_Information shown:_
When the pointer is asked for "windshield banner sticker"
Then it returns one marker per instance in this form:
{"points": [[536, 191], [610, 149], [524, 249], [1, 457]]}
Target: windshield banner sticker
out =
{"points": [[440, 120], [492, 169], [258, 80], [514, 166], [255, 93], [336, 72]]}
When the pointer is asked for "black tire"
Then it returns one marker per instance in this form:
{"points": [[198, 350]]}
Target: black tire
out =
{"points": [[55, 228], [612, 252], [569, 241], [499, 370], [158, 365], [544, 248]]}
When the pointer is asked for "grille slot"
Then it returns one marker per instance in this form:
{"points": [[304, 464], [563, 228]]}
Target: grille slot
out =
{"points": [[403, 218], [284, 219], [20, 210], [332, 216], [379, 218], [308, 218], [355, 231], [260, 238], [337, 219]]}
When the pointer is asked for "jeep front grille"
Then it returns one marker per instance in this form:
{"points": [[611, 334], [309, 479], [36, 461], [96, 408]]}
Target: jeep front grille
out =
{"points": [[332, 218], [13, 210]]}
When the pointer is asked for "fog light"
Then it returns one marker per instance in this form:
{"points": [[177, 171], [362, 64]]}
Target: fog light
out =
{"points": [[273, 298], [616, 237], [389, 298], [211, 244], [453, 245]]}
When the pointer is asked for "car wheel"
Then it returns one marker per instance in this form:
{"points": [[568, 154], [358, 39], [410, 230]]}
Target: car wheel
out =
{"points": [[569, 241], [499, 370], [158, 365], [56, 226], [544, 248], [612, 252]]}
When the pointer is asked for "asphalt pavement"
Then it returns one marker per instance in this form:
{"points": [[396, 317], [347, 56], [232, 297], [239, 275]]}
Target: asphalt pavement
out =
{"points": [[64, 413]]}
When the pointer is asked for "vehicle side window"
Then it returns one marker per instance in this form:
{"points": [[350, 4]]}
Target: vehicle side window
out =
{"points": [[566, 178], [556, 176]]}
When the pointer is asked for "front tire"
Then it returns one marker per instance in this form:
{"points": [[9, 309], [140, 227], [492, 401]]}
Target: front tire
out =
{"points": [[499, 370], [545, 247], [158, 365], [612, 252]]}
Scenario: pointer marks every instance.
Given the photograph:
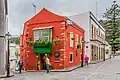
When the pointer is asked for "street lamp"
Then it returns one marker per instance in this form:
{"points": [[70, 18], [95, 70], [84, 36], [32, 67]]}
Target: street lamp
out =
{"points": [[8, 35], [82, 56]]}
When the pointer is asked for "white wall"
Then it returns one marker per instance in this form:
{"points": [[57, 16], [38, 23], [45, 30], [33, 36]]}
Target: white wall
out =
{"points": [[83, 21]]}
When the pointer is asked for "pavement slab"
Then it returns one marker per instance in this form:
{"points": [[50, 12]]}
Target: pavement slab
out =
{"points": [[101, 71]]}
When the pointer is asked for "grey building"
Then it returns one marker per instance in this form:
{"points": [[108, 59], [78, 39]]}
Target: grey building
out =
{"points": [[3, 30]]}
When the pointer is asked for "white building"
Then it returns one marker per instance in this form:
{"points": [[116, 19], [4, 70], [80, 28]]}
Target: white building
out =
{"points": [[94, 35], [14, 55], [3, 30]]}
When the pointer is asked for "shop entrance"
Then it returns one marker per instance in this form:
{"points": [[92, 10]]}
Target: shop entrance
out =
{"points": [[42, 62]]}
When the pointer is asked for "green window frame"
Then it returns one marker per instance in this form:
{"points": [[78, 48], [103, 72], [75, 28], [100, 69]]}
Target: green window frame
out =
{"points": [[43, 34]]}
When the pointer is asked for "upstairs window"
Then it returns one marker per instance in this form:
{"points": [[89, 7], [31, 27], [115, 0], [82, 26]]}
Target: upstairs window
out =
{"points": [[71, 41], [43, 34]]}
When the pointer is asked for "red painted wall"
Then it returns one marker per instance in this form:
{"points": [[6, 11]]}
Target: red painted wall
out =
{"points": [[76, 59], [45, 19]]}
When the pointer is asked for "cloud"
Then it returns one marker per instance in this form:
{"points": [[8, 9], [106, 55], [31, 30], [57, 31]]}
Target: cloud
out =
{"points": [[21, 10]]}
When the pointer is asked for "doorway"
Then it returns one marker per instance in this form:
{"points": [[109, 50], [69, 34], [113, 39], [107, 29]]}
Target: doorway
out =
{"points": [[42, 62]]}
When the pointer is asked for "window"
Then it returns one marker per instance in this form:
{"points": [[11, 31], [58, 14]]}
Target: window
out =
{"points": [[43, 34], [71, 41], [71, 57], [76, 40], [81, 38]]}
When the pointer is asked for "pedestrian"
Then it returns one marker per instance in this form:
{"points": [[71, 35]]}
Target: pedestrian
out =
{"points": [[86, 60], [20, 65], [47, 63]]}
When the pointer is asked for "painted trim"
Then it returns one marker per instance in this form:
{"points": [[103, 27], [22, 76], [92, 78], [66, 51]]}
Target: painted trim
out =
{"points": [[43, 28], [72, 57]]}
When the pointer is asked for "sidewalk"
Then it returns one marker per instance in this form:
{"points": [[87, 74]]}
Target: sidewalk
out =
{"points": [[5, 75]]}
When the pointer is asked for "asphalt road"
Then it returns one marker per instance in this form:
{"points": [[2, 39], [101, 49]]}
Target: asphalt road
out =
{"points": [[101, 71]]}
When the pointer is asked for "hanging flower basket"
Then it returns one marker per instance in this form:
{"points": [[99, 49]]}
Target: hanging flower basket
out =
{"points": [[73, 38], [56, 41]]}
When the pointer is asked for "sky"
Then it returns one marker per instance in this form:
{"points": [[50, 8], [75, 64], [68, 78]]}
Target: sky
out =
{"points": [[20, 11]]}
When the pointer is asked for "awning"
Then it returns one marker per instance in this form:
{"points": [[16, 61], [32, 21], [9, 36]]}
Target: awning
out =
{"points": [[101, 43], [49, 27]]}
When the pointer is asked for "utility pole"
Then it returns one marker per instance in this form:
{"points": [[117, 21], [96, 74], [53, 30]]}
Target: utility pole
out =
{"points": [[3, 13], [113, 18], [96, 8], [34, 7]]}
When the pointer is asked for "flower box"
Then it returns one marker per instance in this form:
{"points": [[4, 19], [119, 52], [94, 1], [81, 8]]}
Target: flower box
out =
{"points": [[41, 45], [43, 48]]}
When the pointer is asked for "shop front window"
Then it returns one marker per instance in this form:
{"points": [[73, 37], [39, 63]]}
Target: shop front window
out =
{"points": [[71, 57]]}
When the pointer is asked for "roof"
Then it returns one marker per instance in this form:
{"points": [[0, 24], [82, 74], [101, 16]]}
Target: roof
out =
{"points": [[76, 18], [45, 16]]}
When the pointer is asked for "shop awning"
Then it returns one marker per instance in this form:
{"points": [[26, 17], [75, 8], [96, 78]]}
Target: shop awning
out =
{"points": [[43, 28]]}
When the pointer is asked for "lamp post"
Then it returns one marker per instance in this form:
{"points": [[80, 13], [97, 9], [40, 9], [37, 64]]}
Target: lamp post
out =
{"points": [[8, 55], [103, 51]]}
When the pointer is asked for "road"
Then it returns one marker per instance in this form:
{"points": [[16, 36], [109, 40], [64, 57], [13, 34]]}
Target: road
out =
{"points": [[101, 71]]}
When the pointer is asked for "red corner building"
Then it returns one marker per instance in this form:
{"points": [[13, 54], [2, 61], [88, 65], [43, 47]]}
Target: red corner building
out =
{"points": [[57, 36]]}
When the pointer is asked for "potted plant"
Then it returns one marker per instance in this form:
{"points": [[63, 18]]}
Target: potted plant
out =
{"points": [[41, 43]]}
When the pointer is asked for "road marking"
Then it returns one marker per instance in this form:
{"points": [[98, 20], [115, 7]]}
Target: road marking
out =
{"points": [[96, 71]]}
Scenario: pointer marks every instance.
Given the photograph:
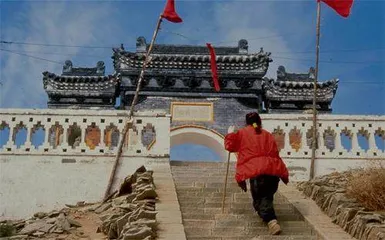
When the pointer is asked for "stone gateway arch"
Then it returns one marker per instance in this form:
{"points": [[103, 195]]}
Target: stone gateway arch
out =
{"points": [[178, 82]]}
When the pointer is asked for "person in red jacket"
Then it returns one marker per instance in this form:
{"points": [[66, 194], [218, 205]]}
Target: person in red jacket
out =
{"points": [[259, 161]]}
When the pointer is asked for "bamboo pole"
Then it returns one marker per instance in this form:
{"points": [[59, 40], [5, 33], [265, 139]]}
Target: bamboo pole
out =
{"points": [[131, 112], [225, 185], [314, 140]]}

_Do this:_
Gather every line of the records above that contains the word "cloud", treating uppercase and lowercase letters as distinct.

_Solution below:_
When the pointer is asked for "cloud"
Target: cloud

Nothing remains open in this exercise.